Source material:
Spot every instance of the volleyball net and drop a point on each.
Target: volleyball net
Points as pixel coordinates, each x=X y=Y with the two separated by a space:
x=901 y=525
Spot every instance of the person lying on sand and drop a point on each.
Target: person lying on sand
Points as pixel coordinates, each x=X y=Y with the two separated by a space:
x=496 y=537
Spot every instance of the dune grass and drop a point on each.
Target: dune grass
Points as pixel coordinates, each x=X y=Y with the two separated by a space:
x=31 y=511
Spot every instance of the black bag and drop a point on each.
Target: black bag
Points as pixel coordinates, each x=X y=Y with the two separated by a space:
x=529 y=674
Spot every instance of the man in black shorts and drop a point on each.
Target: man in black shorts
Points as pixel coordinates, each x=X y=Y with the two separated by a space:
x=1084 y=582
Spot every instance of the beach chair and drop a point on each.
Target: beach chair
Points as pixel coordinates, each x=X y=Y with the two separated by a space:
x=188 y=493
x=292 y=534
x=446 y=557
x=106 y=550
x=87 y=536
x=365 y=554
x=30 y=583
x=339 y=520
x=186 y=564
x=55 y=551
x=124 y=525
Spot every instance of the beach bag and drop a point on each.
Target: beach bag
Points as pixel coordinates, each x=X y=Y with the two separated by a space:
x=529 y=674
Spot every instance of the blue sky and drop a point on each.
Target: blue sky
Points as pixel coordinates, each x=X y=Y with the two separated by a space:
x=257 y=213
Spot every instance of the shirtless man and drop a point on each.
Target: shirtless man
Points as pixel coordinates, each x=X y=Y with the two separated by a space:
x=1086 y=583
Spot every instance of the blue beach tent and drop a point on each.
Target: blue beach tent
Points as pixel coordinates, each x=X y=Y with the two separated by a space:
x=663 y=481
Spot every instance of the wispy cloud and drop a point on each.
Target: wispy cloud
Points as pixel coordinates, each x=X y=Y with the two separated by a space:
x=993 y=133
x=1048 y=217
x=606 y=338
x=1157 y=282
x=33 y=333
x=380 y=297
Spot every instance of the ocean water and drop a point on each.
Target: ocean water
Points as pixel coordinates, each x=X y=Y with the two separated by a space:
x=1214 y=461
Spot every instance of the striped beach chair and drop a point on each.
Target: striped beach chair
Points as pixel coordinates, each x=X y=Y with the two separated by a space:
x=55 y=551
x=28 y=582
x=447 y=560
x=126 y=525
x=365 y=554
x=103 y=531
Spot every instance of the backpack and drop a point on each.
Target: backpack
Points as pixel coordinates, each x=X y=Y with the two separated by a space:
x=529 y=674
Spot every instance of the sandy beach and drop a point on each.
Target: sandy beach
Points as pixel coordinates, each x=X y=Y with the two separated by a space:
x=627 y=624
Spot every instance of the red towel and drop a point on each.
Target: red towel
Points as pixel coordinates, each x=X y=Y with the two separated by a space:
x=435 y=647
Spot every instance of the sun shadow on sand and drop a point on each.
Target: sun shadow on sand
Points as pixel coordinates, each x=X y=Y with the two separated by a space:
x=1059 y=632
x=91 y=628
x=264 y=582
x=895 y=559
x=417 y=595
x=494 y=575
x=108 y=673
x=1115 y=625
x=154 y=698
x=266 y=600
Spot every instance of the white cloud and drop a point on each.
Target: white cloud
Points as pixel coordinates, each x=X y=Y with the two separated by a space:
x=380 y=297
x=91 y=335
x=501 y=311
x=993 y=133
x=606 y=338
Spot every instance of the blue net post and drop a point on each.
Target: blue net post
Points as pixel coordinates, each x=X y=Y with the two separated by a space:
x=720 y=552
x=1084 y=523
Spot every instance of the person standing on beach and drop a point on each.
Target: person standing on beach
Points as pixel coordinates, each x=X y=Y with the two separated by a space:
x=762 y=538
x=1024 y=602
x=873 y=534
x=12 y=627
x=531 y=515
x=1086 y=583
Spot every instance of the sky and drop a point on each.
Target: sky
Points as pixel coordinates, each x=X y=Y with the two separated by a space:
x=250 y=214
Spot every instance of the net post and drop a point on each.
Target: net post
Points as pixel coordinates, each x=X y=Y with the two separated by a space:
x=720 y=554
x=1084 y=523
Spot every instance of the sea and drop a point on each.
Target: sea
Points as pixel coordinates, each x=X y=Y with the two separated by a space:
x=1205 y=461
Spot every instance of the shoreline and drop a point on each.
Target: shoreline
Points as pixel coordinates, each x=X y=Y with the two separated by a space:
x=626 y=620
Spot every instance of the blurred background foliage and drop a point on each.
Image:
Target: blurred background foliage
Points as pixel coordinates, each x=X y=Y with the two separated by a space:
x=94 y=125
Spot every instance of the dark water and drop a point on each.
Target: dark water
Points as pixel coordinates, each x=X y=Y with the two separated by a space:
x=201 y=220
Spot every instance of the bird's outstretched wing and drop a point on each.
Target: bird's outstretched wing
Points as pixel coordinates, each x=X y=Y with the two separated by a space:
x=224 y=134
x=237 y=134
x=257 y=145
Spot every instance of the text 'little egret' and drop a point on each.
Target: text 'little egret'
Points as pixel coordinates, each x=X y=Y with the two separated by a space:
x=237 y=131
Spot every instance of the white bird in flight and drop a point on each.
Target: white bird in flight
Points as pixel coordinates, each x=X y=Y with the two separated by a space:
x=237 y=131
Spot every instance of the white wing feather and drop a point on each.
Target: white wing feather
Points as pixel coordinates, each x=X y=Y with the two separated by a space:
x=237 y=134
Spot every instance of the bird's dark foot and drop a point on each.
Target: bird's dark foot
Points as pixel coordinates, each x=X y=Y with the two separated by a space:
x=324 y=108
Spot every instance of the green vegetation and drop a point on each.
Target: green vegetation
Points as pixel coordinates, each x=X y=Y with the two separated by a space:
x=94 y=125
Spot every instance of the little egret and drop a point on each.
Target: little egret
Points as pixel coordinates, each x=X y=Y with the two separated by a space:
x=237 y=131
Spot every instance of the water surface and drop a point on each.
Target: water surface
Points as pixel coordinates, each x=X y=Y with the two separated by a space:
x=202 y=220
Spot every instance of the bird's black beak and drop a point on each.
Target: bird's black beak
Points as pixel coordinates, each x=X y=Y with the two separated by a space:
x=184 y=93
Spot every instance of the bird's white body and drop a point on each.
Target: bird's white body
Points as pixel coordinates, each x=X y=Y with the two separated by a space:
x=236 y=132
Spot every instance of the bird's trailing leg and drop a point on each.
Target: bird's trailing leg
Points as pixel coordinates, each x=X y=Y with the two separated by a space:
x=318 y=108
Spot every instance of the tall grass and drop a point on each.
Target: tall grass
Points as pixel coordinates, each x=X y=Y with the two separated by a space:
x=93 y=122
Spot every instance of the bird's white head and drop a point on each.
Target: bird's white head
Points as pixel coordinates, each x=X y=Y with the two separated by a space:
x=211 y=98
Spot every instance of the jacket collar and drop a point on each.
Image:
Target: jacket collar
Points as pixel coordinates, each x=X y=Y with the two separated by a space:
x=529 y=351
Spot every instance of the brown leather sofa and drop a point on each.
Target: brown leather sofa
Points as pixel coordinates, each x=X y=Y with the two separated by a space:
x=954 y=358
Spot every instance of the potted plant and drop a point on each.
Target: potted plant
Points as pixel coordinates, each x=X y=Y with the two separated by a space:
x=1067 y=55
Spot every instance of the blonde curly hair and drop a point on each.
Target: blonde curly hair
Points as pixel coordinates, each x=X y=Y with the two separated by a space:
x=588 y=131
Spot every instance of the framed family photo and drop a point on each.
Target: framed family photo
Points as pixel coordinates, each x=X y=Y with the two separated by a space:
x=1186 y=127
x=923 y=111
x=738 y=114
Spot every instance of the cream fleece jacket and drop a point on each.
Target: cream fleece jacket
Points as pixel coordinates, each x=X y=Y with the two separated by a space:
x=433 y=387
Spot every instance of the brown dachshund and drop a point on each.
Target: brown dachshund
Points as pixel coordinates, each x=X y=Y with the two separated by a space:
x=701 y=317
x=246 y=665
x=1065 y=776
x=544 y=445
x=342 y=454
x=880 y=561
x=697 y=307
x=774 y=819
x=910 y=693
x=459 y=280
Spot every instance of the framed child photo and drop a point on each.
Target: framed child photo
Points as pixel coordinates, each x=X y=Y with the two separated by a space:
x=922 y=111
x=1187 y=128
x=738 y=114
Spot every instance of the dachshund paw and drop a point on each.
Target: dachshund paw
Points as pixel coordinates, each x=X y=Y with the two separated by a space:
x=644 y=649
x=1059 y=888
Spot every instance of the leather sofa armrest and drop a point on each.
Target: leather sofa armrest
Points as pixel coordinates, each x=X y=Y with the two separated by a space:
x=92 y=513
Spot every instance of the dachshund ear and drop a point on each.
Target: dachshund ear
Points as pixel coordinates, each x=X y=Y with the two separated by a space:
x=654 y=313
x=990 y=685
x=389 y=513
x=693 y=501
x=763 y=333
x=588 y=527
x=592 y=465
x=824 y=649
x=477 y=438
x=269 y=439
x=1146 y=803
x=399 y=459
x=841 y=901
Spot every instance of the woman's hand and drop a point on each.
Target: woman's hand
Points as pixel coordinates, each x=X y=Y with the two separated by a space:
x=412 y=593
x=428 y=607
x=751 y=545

What to do: Copy out the records from the line containing "Spot every instance of the sandy" down through the line containing "x=435 y=647", replacing "red towel" with "beach towel" and leaving everything else the same.

Response to this task:
Spot every instance of the sandy beach and drop a point on each.
Target: sandy beach
Points as pixel coordinates, each x=X y=Y with the two separated by a space:
x=627 y=624
Spot every instance of the beach towel and drop a point on each.
Target: beach towel
Points as pixel coordinates, each x=X y=Y with the two separated by a space:
x=435 y=647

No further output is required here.